# DOCUMENT SEGMENT
EA-99-043 - Metorex, Inc.
August 19, 1999
John I. H. Paterson, Ph. D.
Princeton Crossroads Corporate Center
250 Phillips Boulevard
Ewing, NJ 08618
|SUBJECT:||NOTICE OF VIOLATION
(NRC Inspection Report 98-001 and NRC Investigation Report No.1-98-036)
Dear Dr. Paterson:
This refers to the NRC inspection conducted on August 20, 1998, and a subsequent investigation conducted by the NRC Office of Investigations (OI). The investigation was conducted after the former President informed the NRC that Metorex, Inc. had distributed approximately 25 x-ray fluorescence analyzer devices containing radioactive material (iron-55, cadmium-109, and americium-241) between October 1997 and July 1998 prior to obtaining NRC authorization to do so. The investigation was initiated to determine, in part, whether the company's actions were willful.
Based on the investigation, OI concluded, that (1) the former Vice President/Radiation Safety Officer (RSO) deliberately failed to stop shipments of the devices between January 1998 and July 1998, knowing that Metorex was not authorized to distribute them; and (2) the former RSO deliberately failed to submit quarterly reports to the NRC regarding the transfer of the material for the fourth calendar quarter of 1997 and the first calendar quarter of 1998. A copy of the synopsis of the OI investigation was forwarded to you with our letter, dated July 26, 1999.

# DATA ROWS
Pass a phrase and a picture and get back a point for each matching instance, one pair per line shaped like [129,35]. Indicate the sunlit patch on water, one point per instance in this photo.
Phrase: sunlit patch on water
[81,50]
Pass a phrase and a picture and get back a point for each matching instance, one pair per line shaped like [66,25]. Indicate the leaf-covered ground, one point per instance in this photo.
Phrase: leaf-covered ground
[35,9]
...
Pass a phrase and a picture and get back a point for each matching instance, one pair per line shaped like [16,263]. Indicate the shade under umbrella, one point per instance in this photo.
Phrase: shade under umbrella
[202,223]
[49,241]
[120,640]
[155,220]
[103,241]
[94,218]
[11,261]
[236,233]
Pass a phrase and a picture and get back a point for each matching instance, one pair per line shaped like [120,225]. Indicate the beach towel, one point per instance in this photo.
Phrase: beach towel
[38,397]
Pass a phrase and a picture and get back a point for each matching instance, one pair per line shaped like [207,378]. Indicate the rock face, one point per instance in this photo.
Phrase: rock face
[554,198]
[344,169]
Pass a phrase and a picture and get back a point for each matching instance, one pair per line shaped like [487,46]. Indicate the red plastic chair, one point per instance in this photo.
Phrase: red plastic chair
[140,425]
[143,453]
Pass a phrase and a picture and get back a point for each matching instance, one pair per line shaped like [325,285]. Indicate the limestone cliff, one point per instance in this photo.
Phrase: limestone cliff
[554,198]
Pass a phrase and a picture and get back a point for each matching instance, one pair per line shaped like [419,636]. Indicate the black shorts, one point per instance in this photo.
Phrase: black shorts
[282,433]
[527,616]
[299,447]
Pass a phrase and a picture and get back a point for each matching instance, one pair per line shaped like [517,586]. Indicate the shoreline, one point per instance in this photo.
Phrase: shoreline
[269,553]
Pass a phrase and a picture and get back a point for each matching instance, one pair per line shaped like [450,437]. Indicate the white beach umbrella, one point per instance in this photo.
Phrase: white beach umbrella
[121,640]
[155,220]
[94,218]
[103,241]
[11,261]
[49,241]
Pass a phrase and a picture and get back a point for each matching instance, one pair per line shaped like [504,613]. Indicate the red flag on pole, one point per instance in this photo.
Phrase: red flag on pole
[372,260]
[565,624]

# GIVEN REQUEST A
Change "Boulevard" to "Avenue" in the Metorex violation notice, and write out the part starting with "August 19, 1999" and going on through "Investigation Report No.1-98-036)".
# GIVEN REQUEST B
Take the Metorex violation notice further, picking up after its last sentence.
The entries aren't needed for this.

# EXERCISE RESPONSE A
August 19, 1999
John I. H. Paterson, Ph. D.
Princeton Crossroads Corporate Center
250 Phillips Avenue
Ewing, NJ 08618
|SUBJECT:||NOTICE OF VIOLATION
(NRC Inspection Report 98-001 and NRC Investigation Report No.1-98-036)

# EXERCISE RESPONSE B
Based on the inspection and OI investigation, three apparent violations of NRC requirements were identified. In a letter dated July 26, 1999, the NRC informed you of the apparent violations. Prior to the letter, the NRC also informed you that it might not be necessary to conduct a predecisional enforcement conference in order to enable the NRC to make an enforcement decision. Rather, the NRC provided you an opportunity to either (1) respond to the apparent violations discussed in the letter within 30 days of the date of the letter, or (2) request a predecisional enforcement conference. You initially requested a conference which was to be held on August 16, 1999 to discuss the apparent violations, their causes, and your corrective actions. However, on August 10, 1999, your attorney, Mr. Dave Lewis, informed Ms. Judy Joustra of my staff that if the NRC could reach an enforcement decision without conducting an enforcement conference, Metorex would have no objection to responding in writing in lieu of a conference. Your response was provided to the NRC in a letter dated, August 12, 1999.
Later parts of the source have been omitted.